[Referring expression pointing data]
-- Opening Marker --
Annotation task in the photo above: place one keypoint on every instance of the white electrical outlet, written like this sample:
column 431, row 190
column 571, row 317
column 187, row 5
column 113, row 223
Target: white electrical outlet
-- Closing Marker --
## TASK TO COMPLETE
Would you write out all of the data again, unchanged?

## FINISHED TASK
Annotation task in the photo above: place one keypoint on every instance of the white electrical outlet, written like this sample:
column 431, row 190
column 571, row 317
column 187, row 5
column 113, row 223
Target: white electrical outlet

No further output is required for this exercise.